→ **WHAT THE EXERCISE ASKS**
Find every line in the items below that holds the word "pole", and copy each such line.

Items listed in a dataset:
------------
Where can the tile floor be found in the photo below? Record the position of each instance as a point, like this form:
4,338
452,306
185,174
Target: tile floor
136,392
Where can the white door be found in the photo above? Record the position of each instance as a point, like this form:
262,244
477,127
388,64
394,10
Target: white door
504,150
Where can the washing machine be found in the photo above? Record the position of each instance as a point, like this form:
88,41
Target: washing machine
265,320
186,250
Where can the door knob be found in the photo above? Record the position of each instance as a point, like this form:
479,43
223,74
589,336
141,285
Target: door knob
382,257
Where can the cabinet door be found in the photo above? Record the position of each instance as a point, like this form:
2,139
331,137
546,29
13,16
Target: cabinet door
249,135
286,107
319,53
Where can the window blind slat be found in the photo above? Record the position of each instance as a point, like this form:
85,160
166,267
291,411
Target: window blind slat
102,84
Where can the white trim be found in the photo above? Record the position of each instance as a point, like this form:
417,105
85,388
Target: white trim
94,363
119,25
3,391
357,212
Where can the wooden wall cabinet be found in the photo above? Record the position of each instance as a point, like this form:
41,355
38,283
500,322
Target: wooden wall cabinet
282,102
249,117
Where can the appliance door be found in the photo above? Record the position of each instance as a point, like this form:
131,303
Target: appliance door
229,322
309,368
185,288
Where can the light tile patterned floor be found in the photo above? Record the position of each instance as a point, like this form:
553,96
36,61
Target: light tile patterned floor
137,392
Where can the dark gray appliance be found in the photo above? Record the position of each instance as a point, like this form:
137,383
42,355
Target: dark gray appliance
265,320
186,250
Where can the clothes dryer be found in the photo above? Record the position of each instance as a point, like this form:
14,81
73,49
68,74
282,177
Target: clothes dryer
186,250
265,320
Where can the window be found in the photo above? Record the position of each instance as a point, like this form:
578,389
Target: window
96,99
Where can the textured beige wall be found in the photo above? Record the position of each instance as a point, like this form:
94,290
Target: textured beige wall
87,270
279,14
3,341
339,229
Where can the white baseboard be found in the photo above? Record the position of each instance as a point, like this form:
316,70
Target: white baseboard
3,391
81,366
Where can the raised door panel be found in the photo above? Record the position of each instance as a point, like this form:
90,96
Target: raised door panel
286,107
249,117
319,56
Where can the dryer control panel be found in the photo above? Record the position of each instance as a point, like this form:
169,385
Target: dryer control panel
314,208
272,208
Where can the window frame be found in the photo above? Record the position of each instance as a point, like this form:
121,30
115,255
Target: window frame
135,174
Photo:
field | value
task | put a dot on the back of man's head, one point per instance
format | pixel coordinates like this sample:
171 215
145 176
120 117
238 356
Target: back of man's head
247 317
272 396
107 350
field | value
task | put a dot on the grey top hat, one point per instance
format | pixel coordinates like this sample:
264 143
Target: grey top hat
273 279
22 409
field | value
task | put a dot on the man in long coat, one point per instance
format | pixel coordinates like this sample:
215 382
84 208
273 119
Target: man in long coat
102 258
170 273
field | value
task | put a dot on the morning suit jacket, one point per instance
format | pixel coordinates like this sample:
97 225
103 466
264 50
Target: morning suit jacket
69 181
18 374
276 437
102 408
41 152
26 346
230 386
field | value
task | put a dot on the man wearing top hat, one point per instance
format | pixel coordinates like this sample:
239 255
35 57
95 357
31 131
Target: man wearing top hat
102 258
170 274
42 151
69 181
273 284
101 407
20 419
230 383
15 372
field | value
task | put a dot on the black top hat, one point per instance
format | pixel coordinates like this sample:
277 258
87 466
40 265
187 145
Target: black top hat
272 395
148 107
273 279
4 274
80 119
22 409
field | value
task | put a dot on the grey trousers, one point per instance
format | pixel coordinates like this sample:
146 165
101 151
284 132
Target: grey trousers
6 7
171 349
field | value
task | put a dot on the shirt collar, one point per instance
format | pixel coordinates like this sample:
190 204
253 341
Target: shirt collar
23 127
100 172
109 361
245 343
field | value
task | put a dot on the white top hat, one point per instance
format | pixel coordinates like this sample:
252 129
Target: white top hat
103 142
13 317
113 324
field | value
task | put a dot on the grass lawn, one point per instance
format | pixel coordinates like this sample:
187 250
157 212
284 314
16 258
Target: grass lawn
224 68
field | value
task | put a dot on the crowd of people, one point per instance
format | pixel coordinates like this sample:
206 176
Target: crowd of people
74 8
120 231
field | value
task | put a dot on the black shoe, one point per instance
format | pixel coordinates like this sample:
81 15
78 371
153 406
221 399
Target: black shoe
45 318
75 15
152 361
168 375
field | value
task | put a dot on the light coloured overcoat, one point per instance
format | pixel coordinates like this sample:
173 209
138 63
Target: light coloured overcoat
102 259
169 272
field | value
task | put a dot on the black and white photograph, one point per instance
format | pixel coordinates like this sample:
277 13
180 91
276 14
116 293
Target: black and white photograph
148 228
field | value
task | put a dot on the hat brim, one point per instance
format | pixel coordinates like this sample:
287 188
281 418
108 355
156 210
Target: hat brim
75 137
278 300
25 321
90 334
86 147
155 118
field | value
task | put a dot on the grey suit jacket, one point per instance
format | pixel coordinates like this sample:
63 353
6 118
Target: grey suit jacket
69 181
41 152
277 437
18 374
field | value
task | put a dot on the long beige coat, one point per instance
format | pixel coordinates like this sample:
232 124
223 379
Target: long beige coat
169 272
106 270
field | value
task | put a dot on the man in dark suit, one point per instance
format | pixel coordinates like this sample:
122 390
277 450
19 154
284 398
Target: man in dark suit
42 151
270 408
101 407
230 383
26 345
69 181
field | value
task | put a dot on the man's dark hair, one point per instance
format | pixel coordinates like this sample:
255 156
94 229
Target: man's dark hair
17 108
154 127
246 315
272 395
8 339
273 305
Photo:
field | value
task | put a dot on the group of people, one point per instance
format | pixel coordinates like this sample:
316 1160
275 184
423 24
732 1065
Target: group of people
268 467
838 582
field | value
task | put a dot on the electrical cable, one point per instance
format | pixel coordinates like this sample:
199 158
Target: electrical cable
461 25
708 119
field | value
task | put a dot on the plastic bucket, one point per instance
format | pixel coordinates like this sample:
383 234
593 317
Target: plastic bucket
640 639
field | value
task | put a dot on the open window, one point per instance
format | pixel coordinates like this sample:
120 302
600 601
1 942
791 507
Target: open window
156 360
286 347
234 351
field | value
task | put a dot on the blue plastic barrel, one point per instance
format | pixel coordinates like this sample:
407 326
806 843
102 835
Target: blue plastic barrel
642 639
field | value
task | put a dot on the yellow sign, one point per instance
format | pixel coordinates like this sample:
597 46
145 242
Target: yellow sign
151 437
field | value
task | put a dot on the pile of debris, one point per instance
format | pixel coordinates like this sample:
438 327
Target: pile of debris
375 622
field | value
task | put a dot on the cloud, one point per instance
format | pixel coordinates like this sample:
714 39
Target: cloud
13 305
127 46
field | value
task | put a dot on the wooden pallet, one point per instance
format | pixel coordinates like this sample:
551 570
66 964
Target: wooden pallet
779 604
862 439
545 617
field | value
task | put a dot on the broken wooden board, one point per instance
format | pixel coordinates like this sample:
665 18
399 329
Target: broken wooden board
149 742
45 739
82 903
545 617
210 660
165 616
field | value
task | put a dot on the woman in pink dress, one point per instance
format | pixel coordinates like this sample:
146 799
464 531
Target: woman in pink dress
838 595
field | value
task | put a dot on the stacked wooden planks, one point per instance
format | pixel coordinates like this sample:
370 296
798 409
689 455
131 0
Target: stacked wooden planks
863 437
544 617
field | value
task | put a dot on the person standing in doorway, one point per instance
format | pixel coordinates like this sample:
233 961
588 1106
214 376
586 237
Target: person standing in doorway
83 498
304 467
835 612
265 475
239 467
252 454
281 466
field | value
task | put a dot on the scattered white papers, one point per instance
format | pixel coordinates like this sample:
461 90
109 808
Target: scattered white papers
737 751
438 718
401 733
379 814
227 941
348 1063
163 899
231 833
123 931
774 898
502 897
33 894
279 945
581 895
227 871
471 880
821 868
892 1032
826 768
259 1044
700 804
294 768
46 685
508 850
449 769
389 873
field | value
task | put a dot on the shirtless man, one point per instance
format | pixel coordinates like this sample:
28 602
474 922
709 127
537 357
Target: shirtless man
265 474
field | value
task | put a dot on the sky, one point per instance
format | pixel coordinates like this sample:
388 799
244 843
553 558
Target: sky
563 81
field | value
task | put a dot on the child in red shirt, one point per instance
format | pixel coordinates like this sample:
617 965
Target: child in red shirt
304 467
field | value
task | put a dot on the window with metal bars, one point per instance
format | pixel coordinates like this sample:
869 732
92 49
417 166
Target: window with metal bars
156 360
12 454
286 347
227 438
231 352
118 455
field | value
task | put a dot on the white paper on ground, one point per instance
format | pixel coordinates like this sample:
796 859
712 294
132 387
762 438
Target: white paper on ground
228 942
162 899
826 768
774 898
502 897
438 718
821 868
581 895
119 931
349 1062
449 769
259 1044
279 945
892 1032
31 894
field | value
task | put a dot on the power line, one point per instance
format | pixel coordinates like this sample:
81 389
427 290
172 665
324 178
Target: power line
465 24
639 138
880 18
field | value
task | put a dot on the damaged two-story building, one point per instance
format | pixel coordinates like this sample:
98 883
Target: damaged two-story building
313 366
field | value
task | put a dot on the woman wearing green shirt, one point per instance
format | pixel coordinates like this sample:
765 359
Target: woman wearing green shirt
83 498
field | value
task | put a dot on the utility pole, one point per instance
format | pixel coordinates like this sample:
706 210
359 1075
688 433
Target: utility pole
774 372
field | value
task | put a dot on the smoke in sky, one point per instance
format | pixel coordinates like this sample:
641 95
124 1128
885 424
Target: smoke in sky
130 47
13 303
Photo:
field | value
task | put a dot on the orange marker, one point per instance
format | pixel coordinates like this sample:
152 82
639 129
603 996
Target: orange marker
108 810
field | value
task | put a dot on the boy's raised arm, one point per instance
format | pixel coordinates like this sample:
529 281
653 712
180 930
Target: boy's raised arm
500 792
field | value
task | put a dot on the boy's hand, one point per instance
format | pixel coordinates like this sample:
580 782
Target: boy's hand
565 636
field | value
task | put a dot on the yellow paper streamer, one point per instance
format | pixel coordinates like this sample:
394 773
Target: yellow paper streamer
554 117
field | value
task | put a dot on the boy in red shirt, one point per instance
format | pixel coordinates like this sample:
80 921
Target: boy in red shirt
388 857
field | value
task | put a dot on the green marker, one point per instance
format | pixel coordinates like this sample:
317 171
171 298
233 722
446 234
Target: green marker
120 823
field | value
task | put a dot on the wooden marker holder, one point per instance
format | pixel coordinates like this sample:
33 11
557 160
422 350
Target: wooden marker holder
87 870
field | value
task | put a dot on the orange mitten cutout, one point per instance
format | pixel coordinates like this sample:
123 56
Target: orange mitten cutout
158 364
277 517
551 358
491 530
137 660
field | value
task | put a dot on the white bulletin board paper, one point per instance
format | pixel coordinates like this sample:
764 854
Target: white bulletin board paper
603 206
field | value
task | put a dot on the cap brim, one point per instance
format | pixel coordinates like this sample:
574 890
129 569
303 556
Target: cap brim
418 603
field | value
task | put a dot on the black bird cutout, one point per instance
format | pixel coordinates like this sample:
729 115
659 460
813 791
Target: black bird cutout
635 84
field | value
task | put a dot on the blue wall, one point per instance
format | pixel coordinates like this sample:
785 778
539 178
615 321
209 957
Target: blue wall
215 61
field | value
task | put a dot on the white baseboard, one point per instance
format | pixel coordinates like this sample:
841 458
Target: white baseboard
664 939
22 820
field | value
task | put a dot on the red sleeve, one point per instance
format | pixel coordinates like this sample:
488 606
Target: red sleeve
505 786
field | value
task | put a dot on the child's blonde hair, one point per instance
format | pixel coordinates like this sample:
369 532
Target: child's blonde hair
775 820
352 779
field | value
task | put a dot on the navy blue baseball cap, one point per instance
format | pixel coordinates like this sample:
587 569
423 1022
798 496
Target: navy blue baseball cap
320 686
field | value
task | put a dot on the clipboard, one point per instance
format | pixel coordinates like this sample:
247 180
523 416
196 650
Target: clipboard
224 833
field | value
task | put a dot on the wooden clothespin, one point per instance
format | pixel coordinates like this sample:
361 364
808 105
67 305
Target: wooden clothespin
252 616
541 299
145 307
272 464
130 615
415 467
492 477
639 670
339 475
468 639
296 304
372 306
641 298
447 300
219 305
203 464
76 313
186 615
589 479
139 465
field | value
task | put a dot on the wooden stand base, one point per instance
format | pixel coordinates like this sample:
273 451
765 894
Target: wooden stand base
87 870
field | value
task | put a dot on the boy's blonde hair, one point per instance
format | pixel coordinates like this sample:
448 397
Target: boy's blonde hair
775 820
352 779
------------
→ **EXERCISE RESULT**
task | put a dot on the utility pole, one point per instance
Target: utility pole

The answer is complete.